* Brief
Rewrite the material from its beginning through the line containing "[195,12,595,379]", putting "mattock" wherever "pickaxe" appears and leaving everything else unchanged.
* Start Records shown *
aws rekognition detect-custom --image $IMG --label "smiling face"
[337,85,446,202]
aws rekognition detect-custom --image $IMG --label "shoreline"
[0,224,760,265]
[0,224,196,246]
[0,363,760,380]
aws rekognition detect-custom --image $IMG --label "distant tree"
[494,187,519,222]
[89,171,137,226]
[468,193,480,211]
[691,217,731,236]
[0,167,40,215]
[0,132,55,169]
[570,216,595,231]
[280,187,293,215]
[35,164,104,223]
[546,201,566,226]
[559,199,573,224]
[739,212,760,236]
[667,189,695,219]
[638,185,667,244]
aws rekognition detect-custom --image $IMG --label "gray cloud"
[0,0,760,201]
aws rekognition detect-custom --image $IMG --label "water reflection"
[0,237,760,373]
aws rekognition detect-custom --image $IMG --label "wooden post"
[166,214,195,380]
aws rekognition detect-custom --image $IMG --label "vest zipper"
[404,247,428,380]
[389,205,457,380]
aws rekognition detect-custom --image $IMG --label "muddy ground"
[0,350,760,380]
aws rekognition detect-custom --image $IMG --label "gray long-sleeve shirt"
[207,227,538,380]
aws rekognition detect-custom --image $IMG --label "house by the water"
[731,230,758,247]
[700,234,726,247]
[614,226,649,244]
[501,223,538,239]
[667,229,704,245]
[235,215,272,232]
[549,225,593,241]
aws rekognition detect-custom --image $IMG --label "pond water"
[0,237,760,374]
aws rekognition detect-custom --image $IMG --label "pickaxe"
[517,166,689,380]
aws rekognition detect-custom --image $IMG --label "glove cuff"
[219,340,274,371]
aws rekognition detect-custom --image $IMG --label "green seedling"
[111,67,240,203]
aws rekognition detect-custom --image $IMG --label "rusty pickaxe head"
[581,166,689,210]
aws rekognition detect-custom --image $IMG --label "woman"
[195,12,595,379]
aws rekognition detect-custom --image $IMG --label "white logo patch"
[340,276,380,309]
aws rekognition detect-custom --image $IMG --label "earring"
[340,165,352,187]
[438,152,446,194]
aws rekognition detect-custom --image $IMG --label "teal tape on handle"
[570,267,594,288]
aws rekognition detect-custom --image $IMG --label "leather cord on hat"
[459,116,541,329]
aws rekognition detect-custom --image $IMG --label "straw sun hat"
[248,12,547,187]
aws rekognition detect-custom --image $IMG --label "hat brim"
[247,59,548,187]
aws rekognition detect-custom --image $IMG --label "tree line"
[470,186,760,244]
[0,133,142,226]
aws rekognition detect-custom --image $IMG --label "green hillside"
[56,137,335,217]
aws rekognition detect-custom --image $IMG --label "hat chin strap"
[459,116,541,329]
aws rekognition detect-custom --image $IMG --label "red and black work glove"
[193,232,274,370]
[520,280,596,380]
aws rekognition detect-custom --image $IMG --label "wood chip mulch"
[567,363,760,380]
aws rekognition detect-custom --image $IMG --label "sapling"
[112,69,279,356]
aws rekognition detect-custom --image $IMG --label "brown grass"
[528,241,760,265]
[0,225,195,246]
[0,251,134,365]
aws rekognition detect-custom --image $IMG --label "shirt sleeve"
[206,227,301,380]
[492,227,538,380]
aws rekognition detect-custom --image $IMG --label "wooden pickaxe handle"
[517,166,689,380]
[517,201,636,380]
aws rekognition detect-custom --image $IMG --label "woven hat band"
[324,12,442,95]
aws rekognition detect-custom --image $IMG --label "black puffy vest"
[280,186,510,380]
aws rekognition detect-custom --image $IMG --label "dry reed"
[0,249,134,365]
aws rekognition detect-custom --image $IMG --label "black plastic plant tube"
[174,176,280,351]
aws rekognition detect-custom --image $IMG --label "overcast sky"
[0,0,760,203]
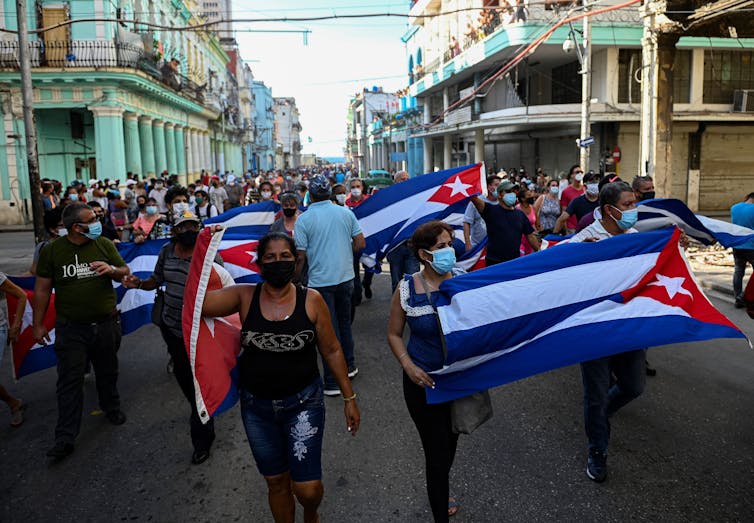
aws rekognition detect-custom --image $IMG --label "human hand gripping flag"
[427,228,745,403]
[354,163,487,267]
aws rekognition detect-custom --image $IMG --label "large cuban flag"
[353,163,487,267]
[183,228,241,423]
[635,198,754,248]
[427,228,745,403]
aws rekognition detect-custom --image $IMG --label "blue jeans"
[387,242,419,291]
[316,280,356,389]
[581,349,647,451]
[241,378,325,482]
[733,249,754,300]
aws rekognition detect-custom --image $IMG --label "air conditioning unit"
[733,89,754,113]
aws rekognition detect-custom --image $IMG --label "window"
[552,60,581,104]
[703,51,754,104]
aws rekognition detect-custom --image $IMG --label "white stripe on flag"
[430,296,690,374]
[359,187,437,236]
[438,252,660,334]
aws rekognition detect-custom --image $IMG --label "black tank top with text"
[238,284,319,399]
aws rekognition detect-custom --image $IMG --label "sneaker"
[322,387,340,396]
[47,441,73,463]
[586,450,607,483]
[106,410,126,425]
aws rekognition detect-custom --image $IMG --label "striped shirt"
[151,241,223,338]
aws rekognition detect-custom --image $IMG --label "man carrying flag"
[33,203,130,461]
[571,182,647,483]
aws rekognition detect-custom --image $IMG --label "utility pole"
[580,4,592,172]
[16,0,45,243]
[638,0,665,176]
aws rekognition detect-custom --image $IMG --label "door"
[42,7,70,67]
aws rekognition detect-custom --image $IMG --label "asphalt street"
[0,233,754,523]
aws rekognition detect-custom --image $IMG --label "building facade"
[251,80,275,171]
[273,97,301,169]
[404,0,754,212]
[0,0,254,223]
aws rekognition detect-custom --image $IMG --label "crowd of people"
[0,161,736,521]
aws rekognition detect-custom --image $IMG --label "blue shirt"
[293,200,361,289]
[730,202,754,249]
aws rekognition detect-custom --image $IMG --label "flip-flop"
[10,400,26,428]
[448,498,461,517]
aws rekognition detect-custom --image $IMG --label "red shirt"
[560,185,586,229]
[346,194,369,207]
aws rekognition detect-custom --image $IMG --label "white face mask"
[173,203,188,216]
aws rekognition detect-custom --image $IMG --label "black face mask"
[260,260,296,289]
[175,231,199,247]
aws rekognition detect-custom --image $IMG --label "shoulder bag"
[417,272,492,434]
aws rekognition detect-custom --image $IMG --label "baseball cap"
[173,211,201,226]
[495,180,518,194]
[309,174,331,198]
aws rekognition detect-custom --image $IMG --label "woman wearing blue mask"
[388,221,462,521]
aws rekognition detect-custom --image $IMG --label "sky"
[233,0,409,156]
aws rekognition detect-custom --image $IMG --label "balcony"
[0,40,206,104]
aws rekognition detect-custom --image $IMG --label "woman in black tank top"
[202,233,360,521]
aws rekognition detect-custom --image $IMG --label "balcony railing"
[0,40,205,104]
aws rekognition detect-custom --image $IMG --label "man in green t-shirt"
[33,203,130,461]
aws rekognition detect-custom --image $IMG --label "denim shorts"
[241,378,325,482]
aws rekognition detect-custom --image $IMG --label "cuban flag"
[6,276,57,380]
[427,228,745,403]
[182,228,241,423]
[353,163,487,267]
[635,198,754,248]
[204,201,281,238]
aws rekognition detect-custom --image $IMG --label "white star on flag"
[649,273,694,300]
[443,176,474,198]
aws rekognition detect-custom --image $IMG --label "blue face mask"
[424,247,456,274]
[610,205,639,231]
[81,222,102,240]
[503,192,518,207]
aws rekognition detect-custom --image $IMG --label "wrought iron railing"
[0,40,206,103]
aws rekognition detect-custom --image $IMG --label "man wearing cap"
[293,174,366,396]
[471,180,540,267]
[552,171,600,234]
[32,202,130,461]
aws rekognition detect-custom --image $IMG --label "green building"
[0,0,243,224]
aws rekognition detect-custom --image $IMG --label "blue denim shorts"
[241,378,325,482]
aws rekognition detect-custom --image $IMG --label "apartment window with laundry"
[552,60,581,104]
[703,50,754,104]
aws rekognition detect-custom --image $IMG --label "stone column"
[88,105,126,180]
[152,120,168,176]
[442,134,453,169]
[474,129,484,167]
[202,131,212,171]
[173,124,188,185]
[139,116,156,177]
[191,129,202,174]
[165,122,178,174]
[123,113,144,175]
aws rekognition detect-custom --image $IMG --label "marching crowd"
[0,165,740,521]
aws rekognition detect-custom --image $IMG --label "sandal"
[448,498,461,517]
[10,400,26,428]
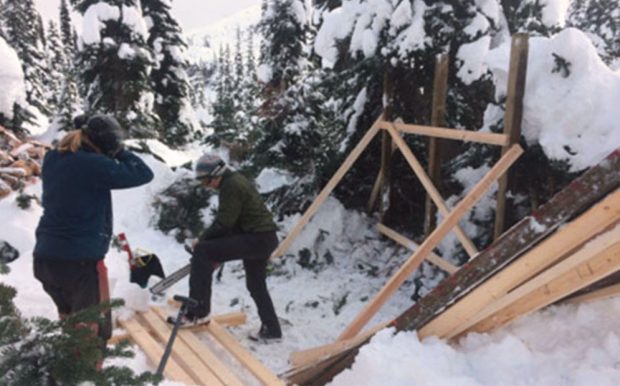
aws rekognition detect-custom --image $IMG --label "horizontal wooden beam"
[418,190,620,338]
[207,321,285,386]
[379,121,509,146]
[139,310,228,386]
[563,284,620,304]
[289,323,387,367]
[467,232,620,332]
[152,307,244,386]
[377,224,459,274]
[386,125,478,258]
[119,319,196,385]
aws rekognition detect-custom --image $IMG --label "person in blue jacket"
[33,114,153,365]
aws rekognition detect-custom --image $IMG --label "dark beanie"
[82,114,123,156]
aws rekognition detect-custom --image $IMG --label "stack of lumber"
[0,126,49,199]
[119,307,285,386]
[285,149,620,385]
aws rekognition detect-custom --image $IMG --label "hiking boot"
[166,313,210,328]
[248,324,282,342]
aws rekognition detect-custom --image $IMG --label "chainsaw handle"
[173,295,198,307]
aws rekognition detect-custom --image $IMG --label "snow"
[331,298,620,386]
[80,2,120,45]
[0,37,26,119]
[487,28,620,171]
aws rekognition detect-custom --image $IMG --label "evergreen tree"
[75,0,160,138]
[45,20,68,112]
[567,0,620,69]
[501,0,561,36]
[3,0,50,117]
[206,45,239,146]
[141,0,194,146]
[60,0,77,53]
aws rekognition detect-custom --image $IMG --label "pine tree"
[56,0,82,131]
[206,45,239,146]
[60,0,77,54]
[75,0,160,138]
[568,0,620,69]
[45,20,68,112]
[3,0,50,120]
[141,0,195,146]
[501,0,560,37]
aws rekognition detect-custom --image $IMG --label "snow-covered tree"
[45,20,68,113]
[75,0,160,138]
[568,0,620,69]
[3,0,50,115]
[141,0,195,146]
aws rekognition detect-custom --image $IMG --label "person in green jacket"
[173,154,282,340]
* End Records shown *
* Task response
aws rekognition detect-custom --image $IMG --label "smiling face"
[337,85,446,202]
aws rekognition detect-custom --image $IMG --label "shoreline"
[0,224,760,265]
[0,224,196,246]
[0,363,760,380]
aws rekognition detect-custom --image $IMG --label "distant tree"
[494,187,519,222]
[89,171,137,226]
[468,193,480,211]
[691,217,731,236]
[0,167,40,215]
[0,132,55,169]
[570,216,595,231]
[280,187,293,215]
[35,164,104,223]
[546,201,566,226]
[559,199,573,224]
[739,212,760,236]
[667,189,695,219]
[638,185,667,244]
aws rekognition detect-custom --image $IMG --label "gray cloud"
[0,0,760,201]
aws rekognition detect-custom --image $IMG --label "water reflection"
[0,237,760,373]
aws rekognition detect-custom --image $IMG --label "wooden post"
[166,214,195,380]
aws rekognition detect-custom --image $IMG --label "vest zipper"
[404,247,428,380]
[389,205,457,380]
aws rekognition detect-custom --image $IMG --label "muddy ground"
[0,350,760,380]
aws rekognition detect-custom --image $IMG --label "gray long-sleeve shirt"
[207,227,538,380]
aws rekognition detect-custom --image $IMG --label "house by the water"
[731,230,758,247]
[700,234,726,247]
[614,226,649,244]
[501,223,538,239]
[667,229,704,245]
[235,215,272,232]
[549,225,593,241]
aws rekognition detect-custom --image $IMG --label "pond water"
[0,237,760,374]
aws rekognition detect-custom --image $IMG --label "mattock"
[517,166,689,380]
aws rekognition detect-custom --image $IMG --label "glove cuff"
[219,340,274,371]
aws rekognition detect-custom --image $IMG --label "green seedling"
[111,67,240,203]
aws rekognition detect-custom --image $IMG --label "rusty mattock head"
[581,166,689,210]
aws rekognition detect-custom --image $IMG --label "woman"
[195,12,595,379]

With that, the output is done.